───── 本文

諸刃の剣
諸刃の剣とは『両辺についた剣は、相手を切ろうとして振り上げると、自分をも傷つける恐れがある』という意味がある。また、『一方では非常に役に立つのだが、他方では大きな害を与える危険性があるもののたとえ』という意味もある。
6月1日の全仏オープンでの大阪なおみの試合は、まさに、諸刃の刃が振り回された試合だった。相手はチェコのカテリナ・シニアコバ。シニアコバはダブルスランキング1位とはいえ、シングルスランキングは42位と遥かに格下の選手なのだが、ストレートで敗けてしまった。
世界ランキング1位の女王らしからぬ不本意な内容だった。

──────────

設問:
(A) 本文によると、大阪なおみが6月1日の全仏オープンで敗れた相手のシングルスランキングは何位か。
(B) 記録のうち、「of the magenta」を含む行から記録の最後までを、依頼文も含めてすべて書き直せ。その際、解答に含まれる座標の数値を1.5倍し、小数点以下を四捨五入して整数にすること。

───── 使用する記録

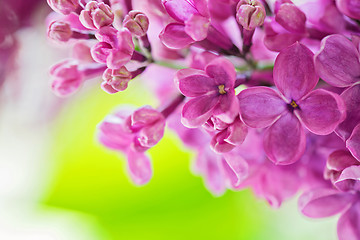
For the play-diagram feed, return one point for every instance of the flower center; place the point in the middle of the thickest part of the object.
(222, 89)
(294, 104)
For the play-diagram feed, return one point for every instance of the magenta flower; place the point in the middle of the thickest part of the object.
(350, 8)
(133, 134)
(344, 172)
(115, 80)
(192, 24)
(96, 15)
(115, 47)
(250, 14)
(64, 6)
(67, 78)
(60, 31)
(338, 64)
(211, 92)
(69, 75)
(296, 105)
(137, 23)
(228, 136)
(287, 27)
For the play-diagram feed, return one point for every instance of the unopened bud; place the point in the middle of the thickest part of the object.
(64, 6)
(66, 77)
(137, 23)
(250, 14)
(96, 15)
(60, 31)
(116, 80)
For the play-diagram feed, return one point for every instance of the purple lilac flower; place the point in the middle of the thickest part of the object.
(133, 134)
(211, 92)
(295, 107)
(338, 64)
(281, 113)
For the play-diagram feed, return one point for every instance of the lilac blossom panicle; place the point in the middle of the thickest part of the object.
(266, 93)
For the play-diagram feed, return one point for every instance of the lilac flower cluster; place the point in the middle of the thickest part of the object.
(247, 98)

──────────

解答一覧:
(A) 42位

(B)
For the play-diagram feed, return one point for every instance of the magenta flower; place the point in the middle of the thickest part of the object.
(525, 12)
(200, 201)
(516, 258)
(173, 120)
(288, 36)
(144, 23)
(173, 71)
(375, 21)
(96, 9)
(101, 117)
(90, 47)
(507, 96)
(317, 138)
(104, 113)
(444, 158)
(206, 35)
(342, 204)
(431, 41)
For the play-diagram feed, return one point for every instance of the unopened bud; place the point in the middle of the thickest part of the object.
(96, 9)
(99, 116)
(206, 35)
(375, 21)
(144, 23)
(90, 47)
(174, 120)
For the play-diagram feed, return one point for every instance of the purple lilac flower; place the point in the middle of the thickest part of the object.
(200, 201)
(317, 138)
(443, 161)
(507, 96)
(422, 170)
For the play-diagram feed, return one point for every instance of the lilac blossom panicle; place the point in the middle of the thickest part of the object.
(399, 140)
For the play-diagram feed, return one point for every instance of the lilac flower cluster; place the point in the middle of the thickest part of the object.
(371, 147)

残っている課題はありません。